*EXTRAIT*.
+ + +

Rose-Hélène Iché, commissaire scientifique et directrice de la rédaction de Surréalismus, s'entretient de l'œuvre de son grand-père René Iché avec Bernard Blistène, directeur honoraire du musée national d'Art moderne du Centre Pompidou attiré, depuis longtemps, par la singularité de l'artiste.
 
Rose-Hélène Iché : Bernard Blistène, qu'est-ce qui vous a conduit à vous intéresser à René Iché ?

Bernard Blistène : La découverte de certaines de ses œuvres parmi les plus célèbres dont, bien évidemment, l'extraordinaire Guernica, mais aussi l'intérêt qu'a éveillé en moi sa biographie. Je sais qu'aujourd'hui l'idée d'engagement est galvaudée mais il me semble que le chemin d'Iché, ses rencontres, sont d'une importance capitale pour saisir la singularité de son œuvre.
De par ses dates, Iché reste assimilé à la sculpture de l'entre-deux-guerres et à une forme de classicisme qui fait d'ailleurs partie de certains aspects de son travail. Mais en même temps, son parcours est profondément différent pour qu'on éprouve le désir d'y aller voir de près. 
Iché est, à mes yeux, l'homme des grands écarts. Voyez son œuvre, au lendemain de la Première Guerre mondiale, proche dans l'esprit d'Henri Gaudier-Brzeska, mort au front en 1915.
Voyez au fil des années 1930, tant par rapport aux républicains espagnols que, bien sûr, par rapport à la Seconde Guerre mondiale et au rôle qu'il a eu dans les Forces françaises libres, combien son œuvre se métamorphose. Mais voyez aussi ce lien si fort avec les poètes : ses amitiés de jeunesse avec Joë Bousquet, sa proximité avec Guillaume Apollinaire et Pierre Reverdy ou Max Jacob, ses rencontres avec ceux qui deviendront les surréalistes dont il fera les célèbres masques. Iché est certes un homme engagé mais ses études d'histoire de l'art, ses fréquentations des esprits les plus aiguisés du temps font que son œuvre est en constante métamorphose. Et c'est dans cette perspective que j'attends de ces expositions qu'elles contribuent à ébranler une histoire de l'art par trop linéaire.
 
R.-H. I. : L'achat de Louis Hautecœur pour le musée du Luxembourg d'une étude du Nu de 1928 - lors de l'exposition personnelle d'Iché chez Zborowski en 1931 - brouille les cartes. 
Cette première entrée dans les collections publiques françaises ne donne pas la mesure d'Iché. On est loin de Melpomène 36 que Jean Cassou achète en 1939 !

+ + +

*DONNÉES À TRAITER*.
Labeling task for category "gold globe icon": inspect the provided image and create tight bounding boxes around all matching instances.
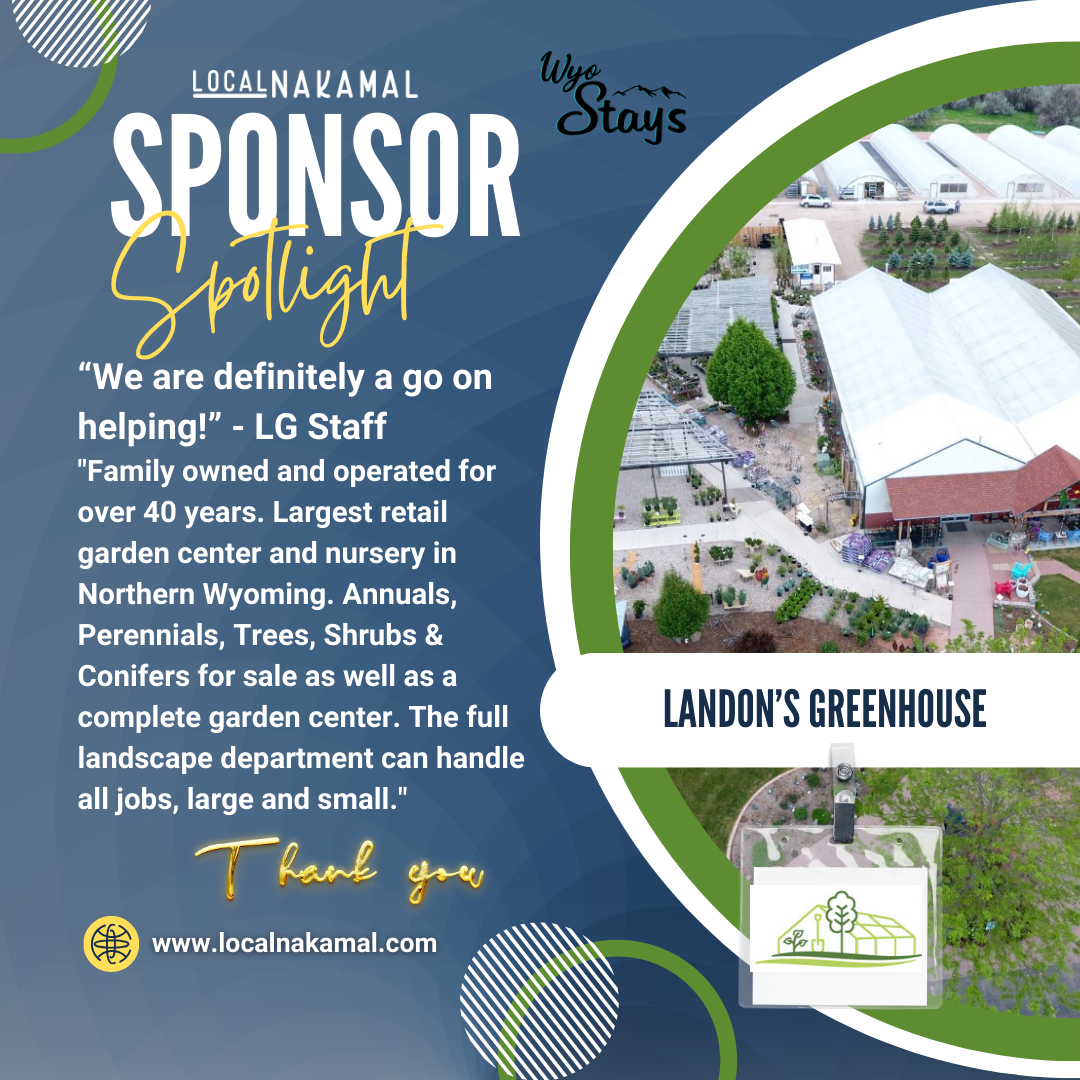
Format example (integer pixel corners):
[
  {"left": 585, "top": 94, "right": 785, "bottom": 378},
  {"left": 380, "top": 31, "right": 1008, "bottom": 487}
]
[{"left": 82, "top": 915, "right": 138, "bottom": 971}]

+ + +

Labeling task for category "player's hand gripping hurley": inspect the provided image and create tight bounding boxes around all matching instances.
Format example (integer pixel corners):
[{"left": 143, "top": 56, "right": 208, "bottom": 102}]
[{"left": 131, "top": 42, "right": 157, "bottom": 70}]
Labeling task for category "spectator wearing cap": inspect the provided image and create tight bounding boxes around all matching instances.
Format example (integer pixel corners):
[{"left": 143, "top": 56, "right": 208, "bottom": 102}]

+ + +

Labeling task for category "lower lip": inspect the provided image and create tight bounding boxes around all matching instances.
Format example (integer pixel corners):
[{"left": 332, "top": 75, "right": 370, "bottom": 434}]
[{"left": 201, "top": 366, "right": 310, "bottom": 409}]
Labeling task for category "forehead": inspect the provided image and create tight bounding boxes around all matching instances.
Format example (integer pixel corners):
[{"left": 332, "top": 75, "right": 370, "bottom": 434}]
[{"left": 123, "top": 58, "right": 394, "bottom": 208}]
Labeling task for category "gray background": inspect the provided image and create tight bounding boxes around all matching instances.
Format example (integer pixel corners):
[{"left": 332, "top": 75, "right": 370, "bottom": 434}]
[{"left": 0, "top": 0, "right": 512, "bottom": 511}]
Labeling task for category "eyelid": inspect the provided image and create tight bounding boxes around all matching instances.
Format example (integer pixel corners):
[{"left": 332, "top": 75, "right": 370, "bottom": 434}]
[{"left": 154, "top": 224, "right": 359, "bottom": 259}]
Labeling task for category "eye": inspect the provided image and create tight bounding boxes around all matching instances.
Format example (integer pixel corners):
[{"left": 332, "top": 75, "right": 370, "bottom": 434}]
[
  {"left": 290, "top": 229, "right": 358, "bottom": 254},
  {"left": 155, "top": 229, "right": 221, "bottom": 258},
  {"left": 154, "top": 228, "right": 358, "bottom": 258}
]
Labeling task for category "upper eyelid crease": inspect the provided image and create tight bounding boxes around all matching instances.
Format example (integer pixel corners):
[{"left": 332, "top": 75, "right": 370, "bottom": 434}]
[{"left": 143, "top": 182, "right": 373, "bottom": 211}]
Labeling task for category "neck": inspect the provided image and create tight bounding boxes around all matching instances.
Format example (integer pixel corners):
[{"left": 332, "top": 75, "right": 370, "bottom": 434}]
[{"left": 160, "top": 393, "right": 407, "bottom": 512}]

+ + +

*CONSIGNES DE L'EXERCICE*.
**1.** Renvoyez tout le passage de l'entretien qui va de « Rose-Hélène Iché, commissaire » jusqu'à « René Iché ? ».
**2.** Repérez, s'il vous plaît, chaque ligne qui contient le mot « eyelid » et recopiez-la.
Ces lignes n'ont aucun lien avec l'entretien.

*CORRIGÉS PAR TÂCHE*.
**1.**
Rose-Hélène Iché, commissaire scientifique et directrice de la rédaction de Surréalismus, s'entretient de l'œuvre de son grand-père René Iché avec Bernard Blistène, directeur honoraire du musée national d'Art moderne du Centre Pompidou attiré, depuis longtemps, par la singularité de l'artiste.
 
Rose-Hélène Iché : Bernard Blistène, qu'est-ce qui vous a conduit à vous intéresser à René Iché ?

**2.**
Labeling task for category "eyelid": inspect the provided image and create tight bounding boxes around all matching instances.
Labeling task for category "upper eyelid crease": inspect the provided image and create tight bounding boxes around all matching instances.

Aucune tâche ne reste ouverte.